Task statement — Lines from the entries below that hold "blue" form the answer; copy all of them.
======== Extracted records
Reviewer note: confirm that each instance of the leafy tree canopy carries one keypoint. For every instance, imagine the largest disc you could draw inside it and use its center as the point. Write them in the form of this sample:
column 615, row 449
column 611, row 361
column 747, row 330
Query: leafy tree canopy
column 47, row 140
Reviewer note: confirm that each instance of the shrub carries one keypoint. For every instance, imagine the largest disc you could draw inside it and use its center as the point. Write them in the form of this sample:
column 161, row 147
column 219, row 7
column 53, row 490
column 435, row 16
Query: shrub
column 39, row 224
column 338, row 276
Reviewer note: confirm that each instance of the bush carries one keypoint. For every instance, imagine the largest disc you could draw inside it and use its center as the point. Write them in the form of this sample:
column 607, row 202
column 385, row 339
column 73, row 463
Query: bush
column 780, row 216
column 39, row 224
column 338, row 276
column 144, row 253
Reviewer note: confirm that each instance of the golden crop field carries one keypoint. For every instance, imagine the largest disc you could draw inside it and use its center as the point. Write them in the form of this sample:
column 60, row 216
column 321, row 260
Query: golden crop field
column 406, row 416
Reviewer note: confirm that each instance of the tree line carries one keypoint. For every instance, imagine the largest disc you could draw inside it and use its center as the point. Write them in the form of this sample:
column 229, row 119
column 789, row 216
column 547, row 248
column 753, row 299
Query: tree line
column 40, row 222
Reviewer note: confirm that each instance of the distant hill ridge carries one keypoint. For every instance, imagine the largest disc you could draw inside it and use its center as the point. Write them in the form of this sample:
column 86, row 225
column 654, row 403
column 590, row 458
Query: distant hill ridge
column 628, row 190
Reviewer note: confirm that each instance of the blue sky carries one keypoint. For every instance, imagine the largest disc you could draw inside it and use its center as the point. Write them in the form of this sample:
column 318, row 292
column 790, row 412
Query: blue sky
================
Response to the exercise —
Reviewer note: confirm that each instance of the blue sky carries one keypoint. For every instance, imagine the largest disc you could draw inside it and use its center as the point. Write them in the form of this sample:
Query: blue sky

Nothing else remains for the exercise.